Objective: Continue the biographical article on Akira Yoshimura from the point at which it stops.

Extract:
- Born: May 1, 1927
- Died: July 31, 2006 (aged 79)
- Occupation: Writer
- Spouse: Tsumura Setsuko
- Writing career
- Notable works: On Parole and Shipwrecks
- Notable awards: Yomiuri Prize

= Akira Yoshimura =

Japanese writer (1927–2006)

Akira Yoshimura (吉村 昭, Yoshimura Akira) was a Japanese writer. Internationally he is best known for his novels Shipwrecks and On Parole.

== Life and work ==
Yoshimura was the president of the Japanese writers' union and a PEN member. He published over 20 novels, of which On Parole and Shipwrecks are internationally known and have been translated into several languages. In 1984 he received the Yomiuri Prize for his novel Hagoku (破獄, On Parole) based on the true story of Yoshie Shiratori.

After the 2011 Tohoku earthquake and tsunami, Yoshimura's nonfiction chronicle of three previous tsunamis on the coast of Sanriku, Sanriku Kaigan Otsunami received an influx of orders, requiring a reprint of 150,000 copies. Yoshimura's wife and author in her own right, Setsuko Tsumura donated the royalties from the book to the village of Tanohata, which was heavily impacted by the tsunami. Tanohata was a favorite place of Yoshimura's to visit and inspired him to begin research on the historical tsunamis of the area.

In 2024, Mitaka City acquired and relocated Yoshimura's former study to establish the Mitaka City Yoshimura Akira Writing Room, a public museum space dedicated to his life and work.

==Books (selection)==
- 1966 Senkan Musashi (戦艦武蔵)
- English edition: Battleship Musashi: The Making and Sinking of the Worlds Biggest Battleship (Kodansha USA, 1999)

Object point labels:
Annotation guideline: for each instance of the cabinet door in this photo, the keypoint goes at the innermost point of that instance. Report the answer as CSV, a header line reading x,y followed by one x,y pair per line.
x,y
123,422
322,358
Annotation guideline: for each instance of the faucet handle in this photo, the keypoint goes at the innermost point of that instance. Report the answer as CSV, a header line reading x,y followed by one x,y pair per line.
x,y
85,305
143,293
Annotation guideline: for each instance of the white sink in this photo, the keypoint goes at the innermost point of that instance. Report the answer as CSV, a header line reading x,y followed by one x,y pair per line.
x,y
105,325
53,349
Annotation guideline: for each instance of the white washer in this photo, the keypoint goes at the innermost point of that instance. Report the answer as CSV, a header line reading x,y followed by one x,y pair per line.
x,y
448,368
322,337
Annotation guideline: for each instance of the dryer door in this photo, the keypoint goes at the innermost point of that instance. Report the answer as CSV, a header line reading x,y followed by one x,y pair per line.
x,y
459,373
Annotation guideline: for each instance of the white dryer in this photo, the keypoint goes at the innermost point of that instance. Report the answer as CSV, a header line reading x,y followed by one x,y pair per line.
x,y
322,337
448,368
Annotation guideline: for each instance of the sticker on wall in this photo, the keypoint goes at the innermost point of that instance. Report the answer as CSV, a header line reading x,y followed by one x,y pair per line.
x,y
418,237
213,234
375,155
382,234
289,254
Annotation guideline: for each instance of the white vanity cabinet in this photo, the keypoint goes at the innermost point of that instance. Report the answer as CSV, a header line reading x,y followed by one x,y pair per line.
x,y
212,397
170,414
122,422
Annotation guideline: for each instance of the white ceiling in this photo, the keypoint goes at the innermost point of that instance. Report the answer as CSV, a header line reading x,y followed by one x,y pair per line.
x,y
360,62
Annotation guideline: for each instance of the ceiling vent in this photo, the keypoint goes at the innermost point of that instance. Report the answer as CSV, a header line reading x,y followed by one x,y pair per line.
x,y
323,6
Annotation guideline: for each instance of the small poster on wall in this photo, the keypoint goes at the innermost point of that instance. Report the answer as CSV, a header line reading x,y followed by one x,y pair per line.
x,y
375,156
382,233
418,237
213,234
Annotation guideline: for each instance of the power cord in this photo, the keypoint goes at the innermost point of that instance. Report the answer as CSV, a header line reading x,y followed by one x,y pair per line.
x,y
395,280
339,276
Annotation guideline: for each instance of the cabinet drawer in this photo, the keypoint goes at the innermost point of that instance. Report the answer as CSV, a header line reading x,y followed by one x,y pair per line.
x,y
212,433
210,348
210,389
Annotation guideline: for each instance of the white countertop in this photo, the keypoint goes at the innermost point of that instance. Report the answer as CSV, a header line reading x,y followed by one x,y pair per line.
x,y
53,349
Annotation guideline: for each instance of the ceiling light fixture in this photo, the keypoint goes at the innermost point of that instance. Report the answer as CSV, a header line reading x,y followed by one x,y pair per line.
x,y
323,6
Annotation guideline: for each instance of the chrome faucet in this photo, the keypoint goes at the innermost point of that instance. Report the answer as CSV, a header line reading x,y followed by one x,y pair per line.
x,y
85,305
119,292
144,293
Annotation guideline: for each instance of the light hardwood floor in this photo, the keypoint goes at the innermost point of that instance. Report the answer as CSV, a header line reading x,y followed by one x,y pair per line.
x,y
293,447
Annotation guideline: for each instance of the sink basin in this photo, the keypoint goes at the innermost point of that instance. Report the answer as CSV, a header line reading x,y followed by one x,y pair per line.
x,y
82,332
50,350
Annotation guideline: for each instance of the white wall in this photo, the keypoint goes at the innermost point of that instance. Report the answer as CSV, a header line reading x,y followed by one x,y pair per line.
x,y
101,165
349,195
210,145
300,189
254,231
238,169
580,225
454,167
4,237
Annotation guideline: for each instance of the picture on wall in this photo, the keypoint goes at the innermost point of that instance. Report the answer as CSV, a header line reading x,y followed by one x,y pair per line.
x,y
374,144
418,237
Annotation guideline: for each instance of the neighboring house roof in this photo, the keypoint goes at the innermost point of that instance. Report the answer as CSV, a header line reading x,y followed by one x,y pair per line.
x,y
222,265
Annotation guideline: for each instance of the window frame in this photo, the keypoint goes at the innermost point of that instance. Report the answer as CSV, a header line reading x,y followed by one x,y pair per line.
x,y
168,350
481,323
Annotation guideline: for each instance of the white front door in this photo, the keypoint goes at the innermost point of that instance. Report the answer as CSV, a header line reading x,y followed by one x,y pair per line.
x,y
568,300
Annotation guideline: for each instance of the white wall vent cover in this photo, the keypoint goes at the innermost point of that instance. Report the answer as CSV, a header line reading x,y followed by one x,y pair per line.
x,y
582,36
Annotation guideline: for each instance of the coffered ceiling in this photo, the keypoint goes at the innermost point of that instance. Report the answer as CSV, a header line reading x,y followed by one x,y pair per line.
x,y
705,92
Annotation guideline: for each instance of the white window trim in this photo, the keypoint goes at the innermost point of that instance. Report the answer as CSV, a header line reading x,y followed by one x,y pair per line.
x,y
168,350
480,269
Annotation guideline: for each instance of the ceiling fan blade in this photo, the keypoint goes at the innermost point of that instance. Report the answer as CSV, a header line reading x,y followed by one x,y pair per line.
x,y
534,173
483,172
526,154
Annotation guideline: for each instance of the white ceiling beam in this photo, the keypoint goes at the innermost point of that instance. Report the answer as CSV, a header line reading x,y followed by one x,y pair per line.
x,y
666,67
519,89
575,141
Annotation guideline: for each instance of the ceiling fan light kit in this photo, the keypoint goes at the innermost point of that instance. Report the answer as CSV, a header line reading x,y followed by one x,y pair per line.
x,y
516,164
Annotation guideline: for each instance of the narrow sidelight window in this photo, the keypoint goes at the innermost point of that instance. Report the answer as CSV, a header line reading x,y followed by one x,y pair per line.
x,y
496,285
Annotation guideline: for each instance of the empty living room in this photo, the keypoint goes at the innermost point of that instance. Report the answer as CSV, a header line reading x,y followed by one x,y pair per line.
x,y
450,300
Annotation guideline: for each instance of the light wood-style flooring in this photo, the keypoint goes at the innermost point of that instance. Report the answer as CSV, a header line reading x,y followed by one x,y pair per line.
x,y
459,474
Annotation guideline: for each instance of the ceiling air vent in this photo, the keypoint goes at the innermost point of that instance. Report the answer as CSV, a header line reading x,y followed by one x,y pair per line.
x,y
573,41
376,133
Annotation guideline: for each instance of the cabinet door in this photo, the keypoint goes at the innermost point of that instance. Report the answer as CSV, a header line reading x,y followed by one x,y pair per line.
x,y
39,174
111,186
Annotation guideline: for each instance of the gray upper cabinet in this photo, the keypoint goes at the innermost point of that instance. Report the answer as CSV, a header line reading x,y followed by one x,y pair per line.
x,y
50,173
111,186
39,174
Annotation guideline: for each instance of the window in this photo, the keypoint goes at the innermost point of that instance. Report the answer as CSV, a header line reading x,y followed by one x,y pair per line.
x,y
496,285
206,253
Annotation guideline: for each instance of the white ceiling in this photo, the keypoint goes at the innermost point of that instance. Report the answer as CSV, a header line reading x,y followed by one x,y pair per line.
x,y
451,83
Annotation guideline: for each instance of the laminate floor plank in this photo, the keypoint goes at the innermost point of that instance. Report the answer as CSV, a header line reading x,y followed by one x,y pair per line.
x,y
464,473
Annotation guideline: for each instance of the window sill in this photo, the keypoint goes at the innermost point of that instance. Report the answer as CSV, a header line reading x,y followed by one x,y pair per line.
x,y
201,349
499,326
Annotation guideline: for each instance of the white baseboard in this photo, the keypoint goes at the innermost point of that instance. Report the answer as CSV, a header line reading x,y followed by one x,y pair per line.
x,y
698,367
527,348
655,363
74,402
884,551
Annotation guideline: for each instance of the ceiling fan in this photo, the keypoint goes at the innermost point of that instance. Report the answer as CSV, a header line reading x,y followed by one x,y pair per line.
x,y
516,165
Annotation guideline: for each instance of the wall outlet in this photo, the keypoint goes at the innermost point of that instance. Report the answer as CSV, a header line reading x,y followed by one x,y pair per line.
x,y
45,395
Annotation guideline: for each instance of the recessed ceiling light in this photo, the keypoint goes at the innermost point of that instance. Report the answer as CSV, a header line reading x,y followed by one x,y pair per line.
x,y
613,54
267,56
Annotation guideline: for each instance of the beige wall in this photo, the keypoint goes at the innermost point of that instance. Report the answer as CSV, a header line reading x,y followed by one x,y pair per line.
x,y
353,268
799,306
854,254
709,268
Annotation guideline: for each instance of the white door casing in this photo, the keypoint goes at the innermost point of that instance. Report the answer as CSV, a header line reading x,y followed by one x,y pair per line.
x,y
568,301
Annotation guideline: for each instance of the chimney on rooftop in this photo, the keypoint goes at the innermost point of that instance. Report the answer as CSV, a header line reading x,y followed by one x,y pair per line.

Task answer:
- 1967 Mizu no sōretsu (水の葬列)
- 1970 Umi no kabe sanriku kaigan ōtsunami (海の壁 三陸沿岸大津波)
- 1978 Tōi hi no sensō (遠い日の戦争)
- English edition: One Man’s Justice (Canongate, 2004), ISBN 978-1-84195-479-0
- 1979 Pōtsumasu no hata (ポーツマスの旗) (on the 1905 Japan-Russia Treaty of Portsmouth negotiation)
- French edition: Les Drapeaux de Portsmouth (Éditions Philippe Picquier, 1990)
- 1982 Hasen (破船)
- English edition: Shipwrecks (破船, Hasen) (Harvest Books, 1996), ISBN 0-15-600835-1
- 1983 Hagoku (破獄)
- 1988 Karishakuhō (仮釈放)
- English edition: On Parole (Harvest Books, 2000), ISBN 978-0-15-601147-1, loosely adapted into a movie as The Eel
- 1989 Yami ni hirameku (闇にひらめく)
- 1998 Namamugi jiken (生麦事件)
- 1999 Amerika Hikozō (アメリカ彦蔵) (on Joseph Heco)
- English edition: Storm Rider (Harcourt, 2004)
- 2010 Shiroi michi, (白い道), Iwanami Shoten, 2010, ISBN 9784000234771 (biographical essays, 208 pages)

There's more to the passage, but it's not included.